The multiple process world can be different though.  You basically end
up with a new EtherCAT API.  A combination of the etherlabmaster API and
a custom named semaphore API.  Without this, applications will not work
properly together.  Why not include such a feature directly in
etherlabmaster?  Without it, I think we are making the user-space
applications (non-RTDM) into a second-class citizen.

It might not matter to you, but as this how we use etherlabmaster, it
matters to me.

>> The final "problem" is as you say a design question.  Should etherlabmaster
>> support synchronization of access from multiple threads/processes, or should
>> this be left entirely to the application developer.  But if
>> master->datagram_queue is changed to something lock-free, this "problem" 
>> master->will
>> likely be solved also.
>> 
>> >> > However, if they are being called from multiple processes (rather 
>> >> > than
>> >> > threads) then you need to use something like a named semaphore so 
>> >> > that all processes share the same lock.  Of course if you are using 
>> >> > callbacks (for EoE) you are probably doing that anyway.
>> >> 
>> >> You easily have We have multiple processes.  Even with just a single 
>> >> application, you have EtherCAT-OP, EtherCAT-EoE and the application.
>> >> All using some of the same shared data structures.  Throwing more 
>> >> multiple application just adds to that, but I think it is critical 
>> >> enough with just a single application.
>> >
>> > Even if you have multiple processes (rather than threads), it is your 
>> > design decision as to which process takes priority and whether a 
>> > particular send/receive loop should wait a bit even if it could get 
>> > the lock now.  You can only do that if your application controls the
>> > locking of these functions.
>> 
>> While that sounds reasonable, I believe it is not entirely true.  You could
>> write a layer responsible for handling this, which gets information from the
>> application(s) for how to deal with this.  Think of it like a kind of
>> scheduler.
>> 
>> Example from an application I have seen.  You have two applications
>> (processes), each driving it's own EtherCAT domain.  One application/domain
>> is running every 2 ms, the other application/domain every 10 ms.  In
>> addition, EoE slaves are also used.  For each application, you could specify
>> the priority, the cycle time and the start time.  EoE should also be given a
>> priority.  This EtherCAT "scheduler" would then be able to decide which
>> EtherCAT communication to do and when.
>> 
>> So while I agree that it might be most obvious to implement the decission of
>> when to send/receive directly in the application, I think it could also be
>> implemented in a more generic way.

MATERIAL FOR THE TASK:

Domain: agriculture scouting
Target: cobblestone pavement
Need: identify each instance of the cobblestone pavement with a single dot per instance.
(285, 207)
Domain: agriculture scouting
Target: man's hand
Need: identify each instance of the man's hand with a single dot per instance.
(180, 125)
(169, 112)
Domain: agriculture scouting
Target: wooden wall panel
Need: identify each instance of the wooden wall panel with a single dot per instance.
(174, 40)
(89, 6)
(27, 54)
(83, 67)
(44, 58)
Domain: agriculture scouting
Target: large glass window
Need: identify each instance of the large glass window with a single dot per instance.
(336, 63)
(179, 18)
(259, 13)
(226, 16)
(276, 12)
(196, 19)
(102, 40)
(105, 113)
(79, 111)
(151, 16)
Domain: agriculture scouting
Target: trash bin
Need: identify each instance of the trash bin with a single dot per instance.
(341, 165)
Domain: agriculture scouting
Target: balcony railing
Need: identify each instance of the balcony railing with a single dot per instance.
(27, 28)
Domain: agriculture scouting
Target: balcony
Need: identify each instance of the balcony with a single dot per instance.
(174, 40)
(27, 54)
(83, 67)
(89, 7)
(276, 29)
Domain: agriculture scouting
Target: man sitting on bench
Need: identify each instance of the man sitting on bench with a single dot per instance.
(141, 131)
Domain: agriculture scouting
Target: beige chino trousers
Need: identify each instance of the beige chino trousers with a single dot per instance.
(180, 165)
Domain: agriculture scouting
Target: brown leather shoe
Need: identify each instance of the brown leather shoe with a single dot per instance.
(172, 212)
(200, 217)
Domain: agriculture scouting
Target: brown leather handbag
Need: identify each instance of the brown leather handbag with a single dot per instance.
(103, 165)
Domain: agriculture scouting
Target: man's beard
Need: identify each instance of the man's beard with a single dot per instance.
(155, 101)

TO-DO LIST:
- a) Transcribe the EtherCAT thread between "The multiple process" and "a second-class citizen.", inclusive.
- b) Gather every line of the records that contains the string "balcony".
The EtherCAT thread and the records have no connection to each other.

ANSWERS TO THE PROBLEMS:
- a)
The multiple process world can be different though.  You basically end
up with a new EtherCAT API.  A combination of the etherlabmaster API and
a custom named semaphore API.  Without this, applications will not work
properly together.  Why not include such a feature directly in
etherlabmaster?  Without it, I think we are making the user-space
applications (non-RTDM) into a second-class citizen.

- b)
Target: balcony railing
Need: identify each instance of the balcony railing with a single dot per instance.
Target: balcony
Need: identify each instance of the balcony with a single dot per instance.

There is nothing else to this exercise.